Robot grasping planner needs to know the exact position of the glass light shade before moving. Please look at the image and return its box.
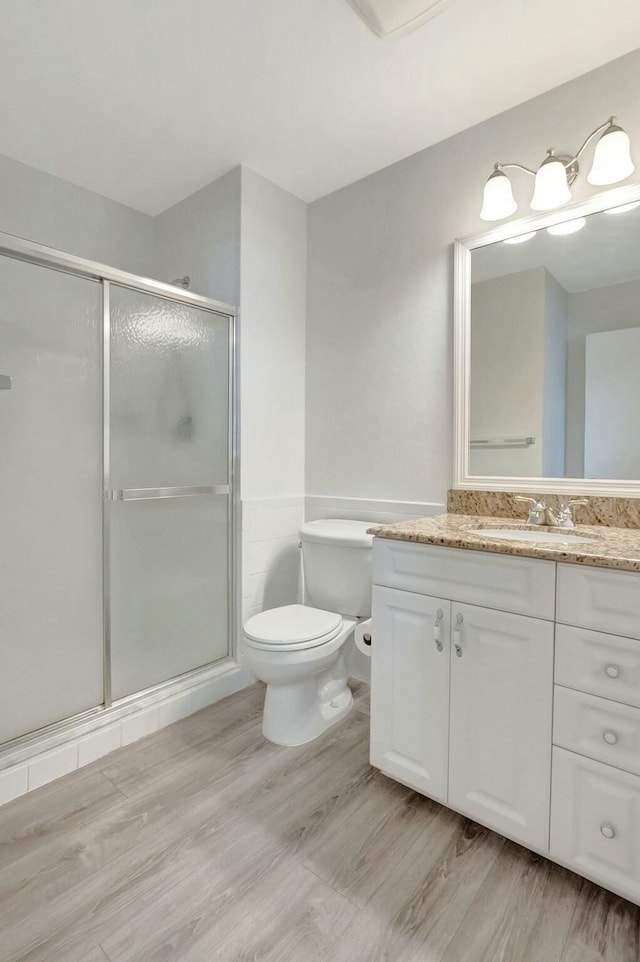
[547,217,587,237]
[480,170,518,220]
[587,124,635,187]
[531,154,571,210]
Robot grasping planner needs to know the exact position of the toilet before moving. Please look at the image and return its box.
[241,520,373,746]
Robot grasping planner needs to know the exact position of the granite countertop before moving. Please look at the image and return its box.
[369,514,640,571]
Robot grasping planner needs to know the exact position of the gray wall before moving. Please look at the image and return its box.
[306,51,640,501]
[154,167,241,305]
[0,155,155,276]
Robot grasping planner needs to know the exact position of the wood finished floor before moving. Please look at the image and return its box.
[0,685,640,962]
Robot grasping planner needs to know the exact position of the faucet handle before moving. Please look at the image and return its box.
[558,498,589,528]
[514,494,547,524]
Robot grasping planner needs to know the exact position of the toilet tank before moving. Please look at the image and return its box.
[300,519,373,617]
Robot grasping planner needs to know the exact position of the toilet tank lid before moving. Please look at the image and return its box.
[299,518,375,548]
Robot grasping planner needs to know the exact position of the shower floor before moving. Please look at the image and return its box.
[0,685,640,962]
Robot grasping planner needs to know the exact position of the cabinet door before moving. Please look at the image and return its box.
[449,604,553,849]
[371,586,451,801]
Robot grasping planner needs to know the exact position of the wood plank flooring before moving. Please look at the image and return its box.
[0,685,640,962]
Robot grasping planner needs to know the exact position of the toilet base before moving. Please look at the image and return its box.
[262,676,353,748]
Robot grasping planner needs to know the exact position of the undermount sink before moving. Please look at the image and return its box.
[469,528,595,544]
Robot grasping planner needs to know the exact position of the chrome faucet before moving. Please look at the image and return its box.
[514,494,588,528]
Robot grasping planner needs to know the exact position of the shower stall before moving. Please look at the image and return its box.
[0,235,237,762]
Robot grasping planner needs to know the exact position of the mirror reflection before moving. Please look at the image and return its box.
[469,201,640,480]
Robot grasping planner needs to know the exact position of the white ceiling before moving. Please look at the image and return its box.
[0,0,640,214]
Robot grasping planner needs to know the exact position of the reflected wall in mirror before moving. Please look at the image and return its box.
[456,187,640,490]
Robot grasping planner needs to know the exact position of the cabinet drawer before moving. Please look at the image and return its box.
[557,564,640,638]
[555,625,640,707]
[553,685,640,775]
[373,538,555,621]
[550,748,640,903]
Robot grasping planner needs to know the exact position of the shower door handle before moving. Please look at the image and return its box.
[105,484,230,501]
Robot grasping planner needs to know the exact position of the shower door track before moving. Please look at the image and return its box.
[0,231,240,752]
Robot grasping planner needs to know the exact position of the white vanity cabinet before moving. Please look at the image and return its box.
[371,538,640,904]
[448,604,553,847]
[371,539,555,849]
[371,588,451,802]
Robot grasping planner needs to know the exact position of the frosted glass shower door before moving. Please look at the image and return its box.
[108,285,230,699]
[0,256,103,742]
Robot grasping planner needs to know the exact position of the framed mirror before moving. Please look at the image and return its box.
[454,185,640,497]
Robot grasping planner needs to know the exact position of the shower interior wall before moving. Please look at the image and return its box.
[0,157,306,803]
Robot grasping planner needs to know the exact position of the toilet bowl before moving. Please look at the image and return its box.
[243,605,357,747]
[240,520,373,746]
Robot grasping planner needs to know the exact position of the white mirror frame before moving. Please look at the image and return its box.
[453,184,640,498]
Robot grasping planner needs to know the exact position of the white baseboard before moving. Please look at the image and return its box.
[0,659,255,805]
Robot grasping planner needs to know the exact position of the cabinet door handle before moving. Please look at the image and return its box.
[433,608,444,651]
[453,613,464,658]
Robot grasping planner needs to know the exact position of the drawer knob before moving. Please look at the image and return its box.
[453,612,464,658]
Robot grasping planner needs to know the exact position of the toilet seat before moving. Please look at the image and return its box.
[244,605,343,651]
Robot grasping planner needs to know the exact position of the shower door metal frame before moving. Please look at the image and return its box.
[0,232,240,756]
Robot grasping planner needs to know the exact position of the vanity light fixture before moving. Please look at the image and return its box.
[503,230,538,244]
[547,217,587,237]
[480,117,635,221]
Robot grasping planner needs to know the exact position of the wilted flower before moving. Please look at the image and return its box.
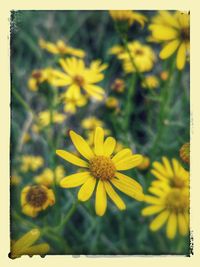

▶ [Requirements] Rewrite the listing above as a JSON list of strings, one string per line, skipping blank lines and leaving the pictures out.

▶ [Task response]
[
  "Robot grasping planner needs to know the exact position of the glass light shade before moving. Please look at the image and return its box.",
  "[547,217,587,237]",
  "[480,170,518,220]",
  "[587,124,635,187]",
  "[531,154,571,210]",
  "Robot grasping planner needs to know the exact position of the toilet before moving. Please look at the image and return its box.",
  "[241,520,373,746]",
  "Robot grasping planner needs to know the exact position of the granite countertop before moving. Please look at the image and return its box.",
  "[369,514,640,571]",
  "Robot grasping planner needs to know the exact position of the gray wall before moving. Please look at the image and return its box.",
  "[306,51,640,501]",
  "[154,167,241,305]",
  "[0,155,155,276]",
  "Robot grasping planner needs to know the exact position of the wood finished floor before moving. Please look at the image and return its box.",
  "[0,685,640,962]",
  "Robot grasping planner needs to know the exact position of the faucet handle before moving. Please look at the image and return its box.",
  "[558,498,589,528]",
  "[514,494,547,524]",
  "Robot grasping planner needs to know the exact position of the toilet tank before moving. Please look at the image and return its box.",
  "[300,519,373,617]",
  "Robot grasping planner needs to know the exact position of the toilet tank lid before moving. Please look at the image and return its box.",
  "[299,518,375,548]",
  "Robot grasping planner needs to know the exact position of the shower floor before moving. Please look at the image and return its box.",
  "[0,685,640,962]",
  "Robot grasping planner needs to know the exact position of the cabinet door before moving. Please look at the image and return its box.",
  "[449,604,553,849]",
  "[371,586,451,801]",
  "Robot grasping planner needs to know the exact position of the wood plank flooring before moving. Please look at the image and return its box.",
  "[0,685,640,962]",
  "Robot grasping planner needs to know the exact position of the toilet base before moving. Please look at the image and return its box.",
  "[262,676,353,748]",
  "Robot grasping planner needs to know the exact position of the undermount sink before moving. Please look at the image and return its box.",
  "[469,528,595,544]",
  "Robot grasping planner needs to know the exact position of the chrome faucet before moving. Please look at the image and return its box.",
  "[514,494,588,528]",
  "Robot grasping planner needs to know the exact position of the shower stall before moving. Please look at the image and return its box.",
  "[0,235,237,762]",
  "Robot grasping planner needs to know the exact position of the mirror reflection before moving. Please look at the image and return its box.",
  "[469,201,640,480]",
  "Robot grasping planner needs to know the exact position of the white ceiling before moving. Please look at the image and return its box.",
  "[0,0,640,214]",
  "Robot grasping planner needs to know the exact position of the reflected wall in mirror before moving. Please look at the image and return its box.",
  "[456,187,640,490]",
  "Robot grasping planner needs to know the exact position of the cabinet drawer before moving. Please look at the image and return its box.",
  "[557,564,640,638]",
  "[555,625,640,707]",
  "[553,685,640,775]",
  "[373,538,555,621]",
  "[550,748,640,903]",
  "Robot grasping planner needs to know the exact position of the shower door handle before moving. Please look at the image and return its box.",
  "[105,484,230,501]",
  "Robot grasping planner needs to know the exact position of the shower door track before moving. Please look at the image and return its box.",
  "[0,231,240,752]",
  "Robot grasping planner needs to know the exact position of the white vanity cabinet before moving. Please look at the image and return its box.",
  "[371,538,640,904]",
  "[448,604,553,847]",
  "[371,539,555,849]",
  "[371,588,451,802]",
  "Robot grasping planner needs to know the exact position of the frosted glass shower door before moving. Please look at the image and return its box.",
  "[108,285,230,699]",
  "[0,256,103,742]",
  "Robot grasping planner needs to know the exact position of the framed mirror before moving. Please look at the image and return its box.",
  "[454,185,640,497]",
  "Robot grasping planner needs to know the exact position of the shower interior wall before moving. Please look at the image and return its box.",
  "[0,157,306,803]",
  "Robot grasping planner needs to know the exact position of the toilet bowl before moving. Please look at the image and return its box.",
  "[243,605,357,747]",
  "[240,520,373,746]",
  "Robot grasping planner needs to know the exact position of the white mirror frame before moving. Please look at the image and return its box.",
  "[453,184,640,498]",
  "Robot grasping planner needs to know the exact position of the white baseboard before moving. Please look at the image and return its box.",
  "[0,659,255,805]",
  "Robot grasping planner needs to know the exact position of the cabinet door handle before moving. Please look at the image and return its box.",
  "[433,608,444,651]",
  "[453,613,464,658]",
  "Robot grasping planner needs to know the exact position of the drawer knob before moving. Please look at the image and return its box.",
  "[453,612,464,658]",
  "Robot grasping planner needs to know the exact position of the toilet seat before moving. Please look at the image and return its box.",
  "[244,605,343,651]",
  "Robot grasping planner needs to know the exact position of the shower door metal frame before moving. Please look at the image and return its box.",
  "[0,232,240,756]",
  "Robot grasping planner needs to know the exact position of the vanity light fixture before moving. Please look at the image and return its box.",
  "[503,230,538,244]",
  "[547,217,587,237]",
  "[480,117,635,221]",
  "Robot grasping planner needs to know the exact position of the wilted flower before moving. Please look at the image and return its box."
]